■ 任务 1: 输出《对联趣话》中从“辛明(加拿大): 对联趣话”开始、到“十美,也算给丈夫挣回了面子。”结束的原文,一字不改。

辛明(加拿大): 对联趣话
对联是中文文学独有的文学体裁。它具有短小精悍、言简意赅、易学难精、雅俗共赏等特点。历史上,“俗人”对对联胜过“雅人”的趣话很有一些。话说两个士大夫外出郊游,见一伙役夫同心协力把一个石头雕像树立起来。士大夫甲灵机一动,出了一个上联:“十人立石人,十人力石人立。” 士大夫乙想了一路,对不出下联。回到家里还垂头丧气、冥思苦想。夫人问明原委,也为官人着急。突见一个小丫头在啃鸭头。鸭头味道不好,丫头面露苦涩状。夫人虽一字不识,却得了下联:“丫头衔鸭头,丫头嫌鸭头咸。”虽然不算十全十美,也算给丈夫挣回了面子。
一个“雅人”甚至可以败在多个“俗人”手下。一阔人在庭院请客人赏树。客人口出上联:“庭种松柏,松百棵、柏千棵。”阔人无法作答,倒是挑着担子到他家来送菜的佃户救了他。佃户答曰:“肩挑葱韭,葱九把、韭十把。”正好有船家给他家送油漆,船家又给了他另一解:“船装油漆,油七桶、漆八桶。”

■ 任务 2: 统计下面的条目里有多少行含有字符串“building”,只给出数字。

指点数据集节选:
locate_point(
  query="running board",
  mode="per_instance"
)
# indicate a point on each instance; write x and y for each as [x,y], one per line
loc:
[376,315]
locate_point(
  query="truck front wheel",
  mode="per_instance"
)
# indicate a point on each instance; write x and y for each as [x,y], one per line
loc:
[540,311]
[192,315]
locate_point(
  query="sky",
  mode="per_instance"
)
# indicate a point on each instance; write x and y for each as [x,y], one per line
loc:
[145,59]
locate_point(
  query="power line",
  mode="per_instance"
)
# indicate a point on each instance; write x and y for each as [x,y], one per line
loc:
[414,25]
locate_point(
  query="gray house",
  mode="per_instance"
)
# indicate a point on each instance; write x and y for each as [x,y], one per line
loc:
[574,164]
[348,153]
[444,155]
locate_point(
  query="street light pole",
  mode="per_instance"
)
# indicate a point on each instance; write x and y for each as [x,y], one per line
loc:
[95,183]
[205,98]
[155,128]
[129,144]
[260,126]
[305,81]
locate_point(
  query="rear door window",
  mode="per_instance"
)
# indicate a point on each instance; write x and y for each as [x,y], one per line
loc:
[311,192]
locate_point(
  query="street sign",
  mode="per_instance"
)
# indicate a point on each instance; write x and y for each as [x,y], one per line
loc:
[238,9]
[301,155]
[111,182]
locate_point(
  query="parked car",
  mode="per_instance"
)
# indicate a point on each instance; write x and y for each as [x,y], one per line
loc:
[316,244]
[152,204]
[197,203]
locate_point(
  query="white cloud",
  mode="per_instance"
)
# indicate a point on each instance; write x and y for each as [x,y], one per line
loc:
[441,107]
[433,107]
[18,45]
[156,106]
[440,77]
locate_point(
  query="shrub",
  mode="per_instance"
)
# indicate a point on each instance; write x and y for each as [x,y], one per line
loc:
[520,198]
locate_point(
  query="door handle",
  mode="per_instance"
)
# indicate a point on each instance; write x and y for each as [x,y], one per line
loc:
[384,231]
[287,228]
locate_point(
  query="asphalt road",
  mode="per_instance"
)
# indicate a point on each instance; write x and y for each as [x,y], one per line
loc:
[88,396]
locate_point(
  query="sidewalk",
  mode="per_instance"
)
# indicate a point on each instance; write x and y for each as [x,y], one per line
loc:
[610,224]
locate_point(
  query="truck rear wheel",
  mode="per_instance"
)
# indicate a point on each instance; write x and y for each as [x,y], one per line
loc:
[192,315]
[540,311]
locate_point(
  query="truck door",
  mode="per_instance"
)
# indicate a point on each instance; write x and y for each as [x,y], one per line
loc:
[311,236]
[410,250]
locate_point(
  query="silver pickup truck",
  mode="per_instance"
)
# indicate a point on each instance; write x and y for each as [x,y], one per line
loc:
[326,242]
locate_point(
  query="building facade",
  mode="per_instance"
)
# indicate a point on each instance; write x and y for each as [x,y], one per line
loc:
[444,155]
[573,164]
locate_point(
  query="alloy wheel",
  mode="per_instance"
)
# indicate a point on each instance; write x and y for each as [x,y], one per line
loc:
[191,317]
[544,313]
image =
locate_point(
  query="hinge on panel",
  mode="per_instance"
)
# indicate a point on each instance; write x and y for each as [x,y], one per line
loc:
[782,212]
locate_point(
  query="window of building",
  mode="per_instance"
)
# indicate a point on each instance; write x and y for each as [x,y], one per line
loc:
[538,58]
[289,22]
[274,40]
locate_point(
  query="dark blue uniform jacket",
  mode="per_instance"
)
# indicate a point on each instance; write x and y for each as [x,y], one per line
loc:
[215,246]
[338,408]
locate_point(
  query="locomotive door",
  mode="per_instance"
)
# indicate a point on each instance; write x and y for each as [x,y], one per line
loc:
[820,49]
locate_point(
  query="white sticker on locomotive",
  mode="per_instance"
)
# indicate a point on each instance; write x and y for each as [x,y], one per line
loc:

■ 正确答案 1:
辛明(加拿大): 对联趣话
对联是中文文学独有的文学体裁。它具有短小精悍、言简意赅、易学难精、雅俗共赏等特点。历史上,“俗人”对对联胜过“雅人”的趣话很有一些。话说两个士大夫外出郊游,见一伙役夫同心协力把一个石头雕像树立起来。士大夫甲灵机一动,出了一个上联:“十人立石人,十人力石人立。” 士大夫乙想了一路,对不出下联。回到家里还垂头丧气、冥思苦想。夫人问明原委,也为官人着急。突见一个小丫头在啃鸭头。鸭头味道不好,丫头面露苦涩状。夫人虽一字不识,却得了下联:“丫头衔鸭头,丫头嫌鸭头咸。”虽然不算十全十美,也算给丈夫挣回了面子。

■ 正确答案 2: 2